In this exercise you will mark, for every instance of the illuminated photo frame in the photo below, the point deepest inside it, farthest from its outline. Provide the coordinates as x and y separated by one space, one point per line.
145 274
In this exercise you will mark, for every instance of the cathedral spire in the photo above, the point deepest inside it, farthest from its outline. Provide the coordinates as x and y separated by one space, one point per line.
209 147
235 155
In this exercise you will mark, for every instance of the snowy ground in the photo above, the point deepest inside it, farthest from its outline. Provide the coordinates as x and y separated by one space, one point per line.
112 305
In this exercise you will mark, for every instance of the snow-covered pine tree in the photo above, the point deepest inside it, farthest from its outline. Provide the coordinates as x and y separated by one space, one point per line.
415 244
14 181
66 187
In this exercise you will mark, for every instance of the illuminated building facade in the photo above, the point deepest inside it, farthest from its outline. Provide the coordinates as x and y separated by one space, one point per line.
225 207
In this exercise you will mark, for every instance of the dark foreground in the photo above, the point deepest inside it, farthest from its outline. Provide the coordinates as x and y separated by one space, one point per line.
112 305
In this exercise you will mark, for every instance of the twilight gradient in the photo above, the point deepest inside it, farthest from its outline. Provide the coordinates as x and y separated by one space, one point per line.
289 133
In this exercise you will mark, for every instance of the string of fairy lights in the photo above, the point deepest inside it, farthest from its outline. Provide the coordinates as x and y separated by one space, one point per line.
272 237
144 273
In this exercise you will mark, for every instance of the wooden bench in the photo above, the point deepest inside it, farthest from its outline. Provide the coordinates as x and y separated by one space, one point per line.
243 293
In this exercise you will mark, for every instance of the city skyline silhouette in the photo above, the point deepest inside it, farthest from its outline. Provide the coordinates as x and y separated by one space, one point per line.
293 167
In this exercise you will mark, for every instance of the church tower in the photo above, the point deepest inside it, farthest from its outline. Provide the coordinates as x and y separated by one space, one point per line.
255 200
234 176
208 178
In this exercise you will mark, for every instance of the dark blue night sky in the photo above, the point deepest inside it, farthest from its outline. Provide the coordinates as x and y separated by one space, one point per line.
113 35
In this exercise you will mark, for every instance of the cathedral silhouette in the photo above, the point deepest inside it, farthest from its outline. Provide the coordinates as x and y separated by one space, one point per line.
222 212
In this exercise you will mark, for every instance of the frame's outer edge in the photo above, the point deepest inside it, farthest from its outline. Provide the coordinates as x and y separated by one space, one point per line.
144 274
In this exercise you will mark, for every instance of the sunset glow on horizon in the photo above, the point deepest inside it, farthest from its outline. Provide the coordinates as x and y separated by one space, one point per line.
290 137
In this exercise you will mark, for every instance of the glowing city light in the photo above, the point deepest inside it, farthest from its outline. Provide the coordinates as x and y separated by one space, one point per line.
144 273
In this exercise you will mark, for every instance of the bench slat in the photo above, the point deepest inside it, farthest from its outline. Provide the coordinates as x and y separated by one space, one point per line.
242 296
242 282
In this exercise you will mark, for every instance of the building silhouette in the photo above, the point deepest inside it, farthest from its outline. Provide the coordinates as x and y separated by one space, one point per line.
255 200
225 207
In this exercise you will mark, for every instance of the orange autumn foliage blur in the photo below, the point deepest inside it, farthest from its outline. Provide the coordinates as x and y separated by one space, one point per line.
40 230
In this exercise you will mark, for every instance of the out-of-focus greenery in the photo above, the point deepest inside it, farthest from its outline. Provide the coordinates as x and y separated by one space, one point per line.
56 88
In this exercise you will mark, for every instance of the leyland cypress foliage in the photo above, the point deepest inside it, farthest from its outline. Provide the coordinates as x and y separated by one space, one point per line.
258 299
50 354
■ ■ ■ ■ ■
§ Exercise aim
Output, unchanged, the lines from the line with "of the orange" through the final line of the material.

§ Solution
In this exercise you will mark, for every instance of the orange autumn foliage blur in the photo below, the point deepest inside it, farthest from its outline. Provide the coordinates as x and y separated by one space, one point per line.
40 230
In this exercise you will mark, for every instance of the out-of-focus greenery in the photo above, the point deepest inside it, farthest from its outline. Provide the coordinates as x and y separated by one space, one point per line.
56 88
In this exercise you will mark, for every instance of the leyland cypress foliage in the photo above, the point deepest inside it, farthest from its outline. Provide the coordinates as x and y separated by one space, one point per line.
258 299
50 354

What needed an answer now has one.